**CONSEGNA 1:**
Secondo l'articolo sul riconoscimento internazionale della Slovacchia, quanti Stati la riconobbero de iure o de facto?

**ARTICOLO:**
··········

Le grandi potenze iniziarono presto a cambiare posizione. A maggio la diplomazia britannica chiese (ed ottenne) una nuova delibazione per il suo ex console a Bratislava, sancendo il riconoscimento de facto della Slovacchia. La Francia seguì l'esempio nel luglio 1939. Tuttavia, le legazioni cecoslovacche continuarono a operare a Londra e Parigi. Alcune organizzazioni internazionali come la Società delle Nazioni o l'Unione Internazionale del Lavoro consideravano ancora la Cecoslovacchia loro membro, ma alcune – come l'Unione postale universale – ammettevano la Slovacchia.

Dopo lo scoppio della seconda guerra mondiale i consolati britannico e francese in Slovacchia vennero chiusi e il territorio fu dichiarato sotto l'occupazione nemica (cioè tedesca). Tuttavia, nel settembre 1939 l'URSS riconobbe la Slovacchia, ammise un rappresentante slovacco e chiuse la legazione cecoslovacca fino a quel momento operativa a Mosca. Le relazioni diplomatiche ufficiali sovietico-slovacche vennero mantenute fino allo scoppio della guerra tedesco-sovietica nel 1941, quando l'URSS riconobbe il governo cecoslovacco in esilio (la Gran Bretagna lo riconobbe un anno prima).

Complessivamente, furono 27 gli Stati che riconobbero la Slovacchia de iure o de facto. Erano o alleati dell'Asse (come Romania, Finlandia, Ungheria) o gli stati semi-indipendenti dominati dall'Asse (come la Francia di Vichy, il Manciukuò)[15] o dei paesi neutrali (come la Lituania, i Paesi Bassi, la Svezia), compresi alcuni fuori dall'Europa (come Ecuador, Costa Rica, Liberia). In alcuni casi le legazioni cecoslovacche vennero chiuse (ad esempio in Svizzera), ma alcuni paesi optarono per una posizione alquanto ambigua. Gli stati che mantennero la propria indipendenza cessarono di riconoscere la Slovacchia nelle ultime fasi della seconda guerra mondiale, anche se pochi (ad esempio la Spagna) permisero operazioni di rappresentanza semi-diplomatica fino alla fine degli anni '50.[16]

Le relazioni internazionali[modifica | modifica wikitesto]

L'ambasciatore slovacco in Croazia, Karel Murgaš (al centro), con il Poglavnik croato Ante Pavelić e il ministro degli Esteri Mladen Lorković
Il presidente slovacco Jozef Tiso a colloquio con Hitler a Berlino (ottobre 1941).

··········

**MATERIALE FORNITO:**
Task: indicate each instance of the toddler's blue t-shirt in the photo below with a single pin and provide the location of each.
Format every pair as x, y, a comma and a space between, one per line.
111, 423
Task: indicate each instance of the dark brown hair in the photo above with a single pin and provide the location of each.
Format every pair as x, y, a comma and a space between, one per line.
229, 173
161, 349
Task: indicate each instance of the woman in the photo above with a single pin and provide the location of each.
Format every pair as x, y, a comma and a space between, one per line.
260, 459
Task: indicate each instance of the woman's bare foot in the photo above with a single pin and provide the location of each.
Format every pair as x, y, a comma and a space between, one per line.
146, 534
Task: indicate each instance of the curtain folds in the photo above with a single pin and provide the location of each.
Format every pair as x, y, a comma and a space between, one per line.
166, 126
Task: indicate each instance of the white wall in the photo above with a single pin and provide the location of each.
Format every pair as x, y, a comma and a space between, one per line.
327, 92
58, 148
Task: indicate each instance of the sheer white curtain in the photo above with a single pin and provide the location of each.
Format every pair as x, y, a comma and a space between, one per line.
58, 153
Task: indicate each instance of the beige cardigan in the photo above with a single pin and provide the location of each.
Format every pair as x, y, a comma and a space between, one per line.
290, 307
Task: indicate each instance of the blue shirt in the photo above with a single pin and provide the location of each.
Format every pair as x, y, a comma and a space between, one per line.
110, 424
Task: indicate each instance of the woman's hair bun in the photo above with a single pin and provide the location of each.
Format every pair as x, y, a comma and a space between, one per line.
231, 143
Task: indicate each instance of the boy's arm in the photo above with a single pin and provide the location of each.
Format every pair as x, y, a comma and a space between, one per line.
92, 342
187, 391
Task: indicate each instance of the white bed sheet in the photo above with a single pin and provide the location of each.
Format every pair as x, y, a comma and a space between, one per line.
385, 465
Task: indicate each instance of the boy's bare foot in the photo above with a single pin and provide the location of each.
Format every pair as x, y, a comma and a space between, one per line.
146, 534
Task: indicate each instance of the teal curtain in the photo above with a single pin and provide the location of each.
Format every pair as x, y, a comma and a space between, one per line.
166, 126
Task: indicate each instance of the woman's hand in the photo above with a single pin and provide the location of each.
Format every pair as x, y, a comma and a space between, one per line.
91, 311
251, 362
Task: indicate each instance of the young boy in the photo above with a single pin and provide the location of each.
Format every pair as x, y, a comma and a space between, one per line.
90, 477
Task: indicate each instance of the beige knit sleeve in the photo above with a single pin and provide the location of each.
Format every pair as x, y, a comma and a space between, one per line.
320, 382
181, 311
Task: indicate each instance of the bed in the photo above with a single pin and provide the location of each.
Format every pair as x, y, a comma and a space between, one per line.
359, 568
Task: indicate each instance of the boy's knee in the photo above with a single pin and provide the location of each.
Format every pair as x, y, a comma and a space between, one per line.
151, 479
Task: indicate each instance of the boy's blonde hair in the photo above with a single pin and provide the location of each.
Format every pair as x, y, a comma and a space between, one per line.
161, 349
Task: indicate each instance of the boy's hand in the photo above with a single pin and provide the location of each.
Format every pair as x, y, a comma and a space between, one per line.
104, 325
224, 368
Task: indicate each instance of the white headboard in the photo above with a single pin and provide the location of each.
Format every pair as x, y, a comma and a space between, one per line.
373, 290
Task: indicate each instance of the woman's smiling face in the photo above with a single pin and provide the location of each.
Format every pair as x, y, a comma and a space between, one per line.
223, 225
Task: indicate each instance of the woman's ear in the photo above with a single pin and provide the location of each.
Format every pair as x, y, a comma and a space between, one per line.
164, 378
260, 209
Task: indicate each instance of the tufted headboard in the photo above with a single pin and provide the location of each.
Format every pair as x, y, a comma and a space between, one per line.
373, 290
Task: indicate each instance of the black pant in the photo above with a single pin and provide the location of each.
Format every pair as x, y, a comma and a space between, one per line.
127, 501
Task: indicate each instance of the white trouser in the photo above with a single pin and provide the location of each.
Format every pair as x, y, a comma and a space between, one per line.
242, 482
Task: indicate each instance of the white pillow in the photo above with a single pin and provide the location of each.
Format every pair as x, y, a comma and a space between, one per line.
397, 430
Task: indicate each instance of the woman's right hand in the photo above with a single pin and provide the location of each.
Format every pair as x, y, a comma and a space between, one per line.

··········

**CONSEGNA 2:**
Ricopia tali e quali le righe dei record a partire da quella che contiene "Task: indicate each instance of the woman's ear" fino all'ultima riga dei record, entrambe incluse.

**RISPOSTA 1:**
27 Stati.

**RISPOSTA 2:**
Task: indicate each instance of the woman's ear in the photo above with a single pin and provide the location of each.
Format every pair as x, y, a comma and a space between, one per line.
164, 378
260, 209
Task: indicate each instance of the tufted headboard in the photo above with a single pin and provide the location of each.
Format every pair as x, y, a comma and a space between, one per line.
373, 290
Task: indicate each instance of the black pant in the photo above with a single pin and provide the location of each.
Format every pair as x, y, a comma and a space between, one per line.
127, 501
Task: indicate each instance of the white trouser in the photo above with a single pin and provide the location of each.
Format every pair as x, y, a comma and a space between, one per line.
242, 482
Task: indicate each instance of the white pillow in the photo above with a single pin and provide the location of each.
Format every pair as x, y, a comma and a space between, one per line.
397, 430
Task: indicate each instance of the woman's right hand in the photo above with a single pin and provide the location of each.
Format every pair as x, y, a comma and a space between, one per line.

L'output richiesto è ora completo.